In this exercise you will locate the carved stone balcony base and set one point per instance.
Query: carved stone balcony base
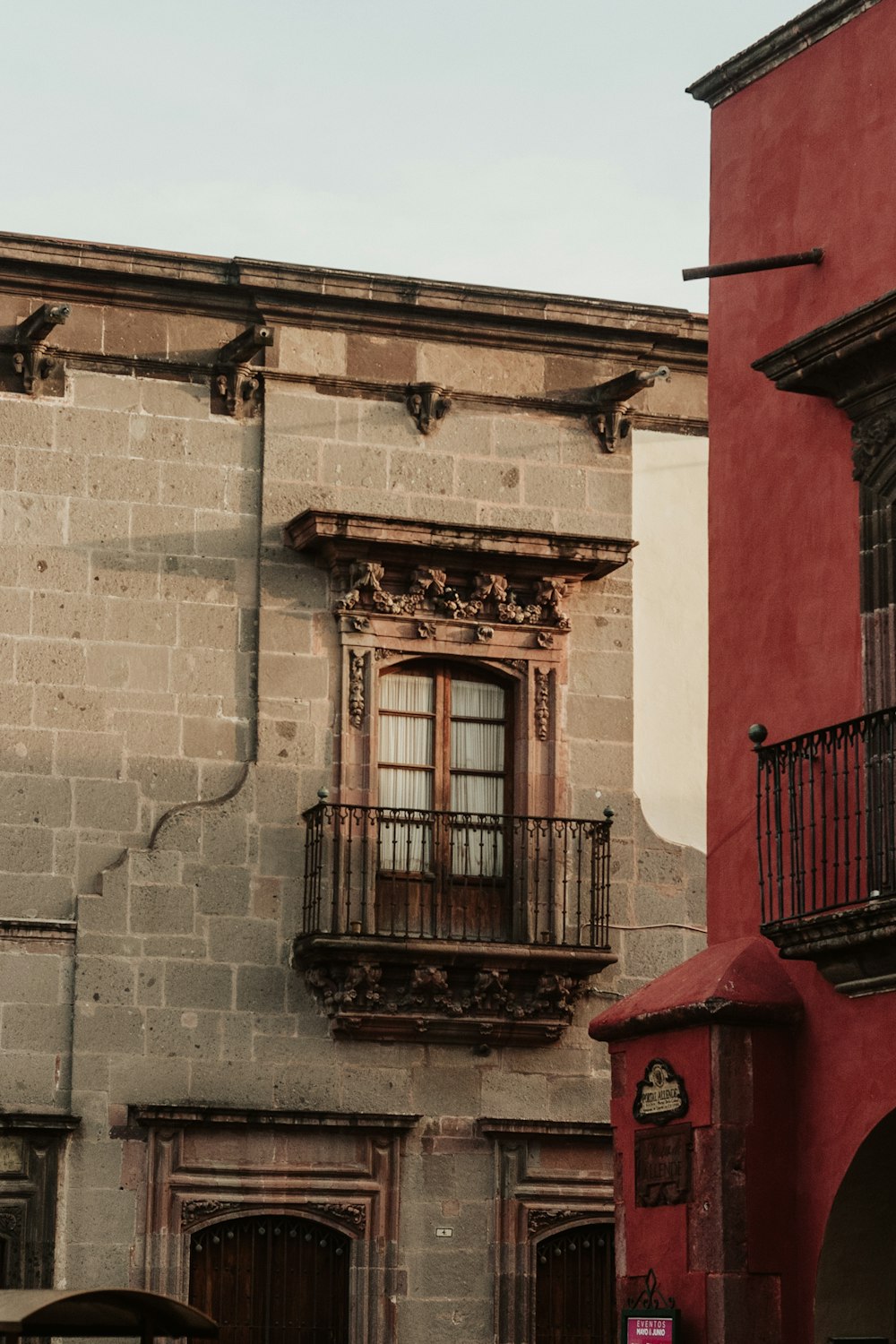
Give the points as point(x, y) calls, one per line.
point(441, 991)
point(855, 948)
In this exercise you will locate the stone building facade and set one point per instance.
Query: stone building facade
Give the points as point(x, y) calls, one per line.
point(237, 499)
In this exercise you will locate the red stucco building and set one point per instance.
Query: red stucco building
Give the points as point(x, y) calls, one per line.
point(766, 1206)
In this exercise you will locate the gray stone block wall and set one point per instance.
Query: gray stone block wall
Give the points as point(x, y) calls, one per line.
point(131, 640)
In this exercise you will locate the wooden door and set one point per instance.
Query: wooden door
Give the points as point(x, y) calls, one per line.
point(271, 1279)
point(573, 1287)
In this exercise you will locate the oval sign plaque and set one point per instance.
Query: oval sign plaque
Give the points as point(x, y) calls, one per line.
point(659, 1096)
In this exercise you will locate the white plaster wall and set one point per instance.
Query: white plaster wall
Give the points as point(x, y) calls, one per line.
point(670, 633)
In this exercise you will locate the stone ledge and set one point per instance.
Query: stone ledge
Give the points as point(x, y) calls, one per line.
point(855, 948)
point(743, 69)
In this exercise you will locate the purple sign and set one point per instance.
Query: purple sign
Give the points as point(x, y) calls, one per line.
point(649, 1330)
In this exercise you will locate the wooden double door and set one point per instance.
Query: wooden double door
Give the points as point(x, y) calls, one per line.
point(271, 1279)
point(575, 1287)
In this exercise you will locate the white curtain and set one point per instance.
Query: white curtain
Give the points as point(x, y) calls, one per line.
point(477, 851)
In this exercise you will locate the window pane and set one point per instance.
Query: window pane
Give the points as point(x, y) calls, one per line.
point(477, 701)
point(406, 789)
point(477, 793)
point(410, 694)
point(406, 741)
point(477, 746)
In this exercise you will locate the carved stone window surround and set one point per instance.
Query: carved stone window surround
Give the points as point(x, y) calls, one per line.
point(406, 589)
point(411, 591)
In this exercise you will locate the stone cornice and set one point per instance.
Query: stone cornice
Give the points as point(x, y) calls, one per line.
point(245, 290)
point(852, 360)
point(788, 40)
point(344, 538)
point(847, 359)
point(177, 1117)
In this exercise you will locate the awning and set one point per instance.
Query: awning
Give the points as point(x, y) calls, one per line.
point(99, 1312)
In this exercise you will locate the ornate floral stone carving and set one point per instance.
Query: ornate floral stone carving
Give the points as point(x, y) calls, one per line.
point(357, 669)
point(198, 1210)
point(541, 703)
point(401, 995)
point(355, 1215)
point(429, 591)
point(543, 1218)
point(429, 988)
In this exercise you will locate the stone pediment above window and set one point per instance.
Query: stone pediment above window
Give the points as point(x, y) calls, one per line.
point(852, 360)
point(435, 573)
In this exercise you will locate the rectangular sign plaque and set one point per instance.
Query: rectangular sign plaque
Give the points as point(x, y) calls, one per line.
point(662, 1167)
point(650, 1328)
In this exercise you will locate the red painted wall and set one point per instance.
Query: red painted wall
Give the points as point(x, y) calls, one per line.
point(802, 158)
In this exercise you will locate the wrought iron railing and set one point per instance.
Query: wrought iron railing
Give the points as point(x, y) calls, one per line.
point(826, 817)
point(466, 876)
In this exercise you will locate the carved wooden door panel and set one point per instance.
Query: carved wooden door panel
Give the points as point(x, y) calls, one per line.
point(573, 1287)
point(271, 1279)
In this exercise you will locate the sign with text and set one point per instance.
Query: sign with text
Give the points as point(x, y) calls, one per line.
point(659, 1096)
point(650, 1330)
point(662, 1167)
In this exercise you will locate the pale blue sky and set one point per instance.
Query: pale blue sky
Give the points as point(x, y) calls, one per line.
point(538, 144)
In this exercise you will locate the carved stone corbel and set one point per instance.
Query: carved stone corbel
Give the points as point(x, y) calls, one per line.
point(237, 384)
point(357, 671)
point(541, 703)
point(874, 452)
point(39, 370)
point(429, 405)
point(610, 419)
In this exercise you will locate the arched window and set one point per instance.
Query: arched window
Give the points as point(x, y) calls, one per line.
point(273, 1279)
point(573, 1287)
point(445, 797)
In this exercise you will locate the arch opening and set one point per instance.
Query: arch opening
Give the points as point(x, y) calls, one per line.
point(273, 1279)
point(856, 1282)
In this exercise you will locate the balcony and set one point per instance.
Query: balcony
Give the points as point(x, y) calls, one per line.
point(826, 836)
point(452, 926)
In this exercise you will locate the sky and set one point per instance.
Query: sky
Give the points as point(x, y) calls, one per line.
point(532, 144)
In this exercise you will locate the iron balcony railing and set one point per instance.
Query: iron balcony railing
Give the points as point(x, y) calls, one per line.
point(463, 876)
point(825, 817)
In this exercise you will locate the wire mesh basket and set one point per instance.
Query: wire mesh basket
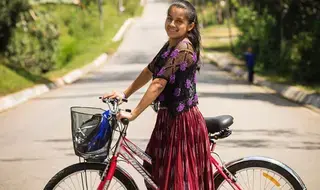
==================================================
Copy all of the lines above word for word, leaving out the pictures.

In this exercise you will locate the carved stone balcony base and set one point per instance.
Query: carved stone balcony base
Give the points as point(x, y) calls, one per line.
point(441, 991)
point(855, 948)
In this exercise you will locate the stone building facade and set one point per instance.
Query: stone building facade
Give the points as point(x, y) calls, one per line.
point(237, 499)
In this exercise you will locate the red stucco building and set one point per instance.
Query: red stucco building
Give the points as point(x, y) calls, one per line.
point(766, 1206)
In this exercise you will locate the gray stone block wall and set one point per instance.
Query: gray stone block wall
Give the points as point(x, y) calls, one per line.
point(131, 640)
In this exercise you will locate the wooden door and set one point per instance.
Query: wooden door
Give the points as point(x, y) calls, one per line.
point(271, 1279)
point(573, 1287)
In this exercise you will locate the oval sign plaque and set one point per instance.
Query: oval sign plaque
Give the points as point(x, y) calls, one per line.
point(659, 1096)
In this exercise you will locate the white plaster wall and set one point per instance.
Query: white plaster wall
Give the points as point(x, y) calls, one per line.
point(670, 633)
In this exercise you will locate the stone ledge and set one point per instance.
Query: stone ledge
Give the points as point(x, y) calls, one per line.
point(855, 948)
point(743, 69)
In this exercise you will locate the purple sign and set one point per instance.
Query: purple sign
Give the points as point(x, y) calls, one per line.
point(649, 1330)
In this exercise you will locate the wooden double door and set one point per instance.
Query: wooden double door
Give the points as point(x, y) calls, one per line.
point(271, 1279)
point(575, 1287)
In this exercise you will locate the white curtain and set one point per instance.
Query: white curtain
Give the points as point(x, y) calls, one per line.
point(477, 851)
In this exercise you will locate the window pane and set one point per instance.
Query: window pane
Give the points as point(x, y) calls, one per line.
point(477, 701)
point(406, 789)
point(477, 793)
point(410, 694)
point(406, 741)
point(477, 746)
In this exercise you will locate the carved stone window surround and set one point per instance.
Query: carved stone window surround
Give the points as point(x, y) calls, one per line.
point(406, 589)
point(411, 591)
In this exercise you will locate the stone cornice and set one point per instance.
Query: stone cornice
Give the points as point(x, y) calls, one per line.
point(245, 290)
point(852, 360)
point(788, 40)
point(344, 538)
point(847, 359)
point(177, 1117)
In this exercise you will locate the awning and set one point per instance.
Query: awning
Give the points as point(x, y) calls, one per line.
point(99, 1312)
In this exercise you will locate the ornate floral stone carving and set one point per instance.
Query: ornate floral stone carving
Give the points as point(x, y) calls, one per line.
point(357, 669)
point(198, 1210)
point(541, 703)
point(401, 995)
point(355, 1215)
point(429, 591)
point(543, 1218)
point(429, 988)
In this exercise you will locate the stone pediment above window and set one point per instance.
Query: stone pediment above window
Give the points as point(x, y) calls, one per line.
point(852, 360)
point(435, 573)
In this exercise you will locate the rectangular sign plaque and set one point per instance.
Query: rectangular sign plaque
Give the points as point(x, y) calls, one per line.
point(662, 1167)
point(650, 1328)
In this exercise you will locate the red painted wall and set one point per instance.
Query: red painted wall
Give the points as point(x, y) calls, one per line.
point(802, 158)
In this exercise you will locate the wrought iron railing and set one point per instance.
Query: wrought iron railing
Give the points as point(x, y) calls, one per line.
point(826, 817)
point(466, 876)
In this exercise you will locate the carved wooden door panel and set one point per instance.
Query: carved wooden door panel
Give the points as point(x, y) calls, one per line.
point(573, 1287)
point(271, 1279)
In this exercise you will locate the sign with text and set one point per instance.
Query: sign with text
Give the points as point(x, y) calls, one per line.
point(659, 1096)
point(650, 1330)
point(662, 1167)
In this exercise you will locate the pale blue sky and set one point per instance.
Query: pale blue sky
Give the points as point(x, y) calls, one per line.
point(538, 144)
In this exercise you will locate the carved stone corbel and set one point per instance.
Query: carved stone corbel
Give the points as point(x, y) calls, one per line.
point(237, 384)
point(357, 671)
point(541, 703)
point(874, 452)
point(39, 370)
point(429, 405)
point(610, 419)
In this exercise you will locate the arched window and set one point per instance.
Query: arched window
Give the points as point(x, y) calls, one per line.
point(273, 1279)
point(573, 1287)
point(445, 797)
In this exercise you will locate the arch opening and set one point per instance.
Query: arch opening
Give the points as point(x, y) calls, one per line.
point(273, 1279)
point(856, 1282)
In this exercise you will locate the balcony and set one point per instance.
Query: balcony
Give the points as point(x, y) calls, one per line.
point(826, 836)
point(452, 926)
In this exercise you will locate the sky and set one point per instance.
Query: sky
Give the points as point(x, y) calls, one per line.
point(532, 144)
In this exercise you will locate the iron balcony railing and set one point per instance.
Query: iron balcony railing
Give the points as point(x, y) calls, one per line.
point(463, 876)
point(825, 817)
In this exercise you will locate the wire mesh basket and set one point per instance.
Query: wire mesh basket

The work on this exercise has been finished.